MATERIAL PROVIDED START

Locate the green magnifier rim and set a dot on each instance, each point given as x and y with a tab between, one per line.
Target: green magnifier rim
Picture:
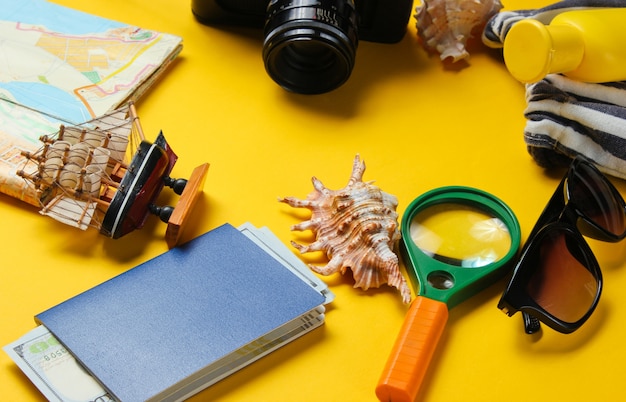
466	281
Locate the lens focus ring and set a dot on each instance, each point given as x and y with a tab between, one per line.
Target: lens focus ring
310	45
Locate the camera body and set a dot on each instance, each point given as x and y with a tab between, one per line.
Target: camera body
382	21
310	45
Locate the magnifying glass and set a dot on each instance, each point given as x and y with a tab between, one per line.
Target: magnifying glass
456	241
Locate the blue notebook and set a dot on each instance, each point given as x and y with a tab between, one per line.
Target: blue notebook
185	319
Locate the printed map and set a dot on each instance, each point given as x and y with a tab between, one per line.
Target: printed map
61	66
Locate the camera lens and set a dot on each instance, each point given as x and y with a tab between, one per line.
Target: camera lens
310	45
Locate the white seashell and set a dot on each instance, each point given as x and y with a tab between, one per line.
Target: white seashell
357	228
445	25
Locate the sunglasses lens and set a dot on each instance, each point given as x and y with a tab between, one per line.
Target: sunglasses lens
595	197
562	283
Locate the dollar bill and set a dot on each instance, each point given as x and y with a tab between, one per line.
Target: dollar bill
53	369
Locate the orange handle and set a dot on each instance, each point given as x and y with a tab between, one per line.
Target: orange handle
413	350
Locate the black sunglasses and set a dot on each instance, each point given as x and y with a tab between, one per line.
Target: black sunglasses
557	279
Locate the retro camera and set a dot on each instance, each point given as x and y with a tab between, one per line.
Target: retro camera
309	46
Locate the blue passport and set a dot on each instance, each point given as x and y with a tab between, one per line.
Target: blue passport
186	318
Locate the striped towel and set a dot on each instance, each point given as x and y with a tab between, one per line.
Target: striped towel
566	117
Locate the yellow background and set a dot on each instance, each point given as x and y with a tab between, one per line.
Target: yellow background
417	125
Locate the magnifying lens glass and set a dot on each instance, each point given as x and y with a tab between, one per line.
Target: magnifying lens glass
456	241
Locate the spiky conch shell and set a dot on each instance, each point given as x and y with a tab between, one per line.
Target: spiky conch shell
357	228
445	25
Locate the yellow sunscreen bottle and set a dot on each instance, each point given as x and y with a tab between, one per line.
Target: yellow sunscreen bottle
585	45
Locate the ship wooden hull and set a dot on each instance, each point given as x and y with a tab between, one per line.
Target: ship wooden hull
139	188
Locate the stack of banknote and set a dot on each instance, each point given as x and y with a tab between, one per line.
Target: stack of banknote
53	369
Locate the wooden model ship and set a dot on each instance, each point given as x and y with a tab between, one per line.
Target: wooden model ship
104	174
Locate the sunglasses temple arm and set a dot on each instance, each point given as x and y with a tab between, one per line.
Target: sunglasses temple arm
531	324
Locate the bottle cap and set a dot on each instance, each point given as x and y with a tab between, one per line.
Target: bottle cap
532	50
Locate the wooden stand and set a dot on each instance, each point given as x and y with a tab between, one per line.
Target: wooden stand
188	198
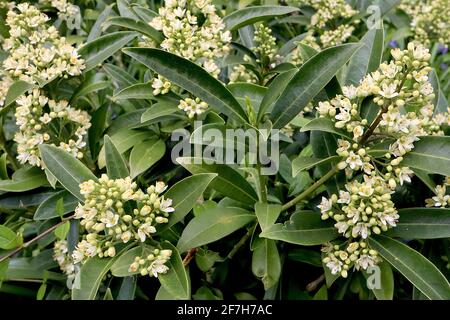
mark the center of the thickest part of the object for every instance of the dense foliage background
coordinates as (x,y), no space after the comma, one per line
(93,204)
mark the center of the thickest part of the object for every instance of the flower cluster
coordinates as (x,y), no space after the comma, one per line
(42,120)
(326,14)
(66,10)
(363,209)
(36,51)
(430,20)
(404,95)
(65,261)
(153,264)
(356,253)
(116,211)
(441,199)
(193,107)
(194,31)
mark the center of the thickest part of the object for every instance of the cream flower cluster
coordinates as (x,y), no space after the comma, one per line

MATERIAL PROVIDED END

> [TASK] After identifying the lines above that contain "flower", copy each one.

> [SOLUTION TO THIS EXERCISE]
mark the center of the thickest part of the object for every instance of the flower cluster
mark the center of the thickest part of the object for every instance of the cream flower cluster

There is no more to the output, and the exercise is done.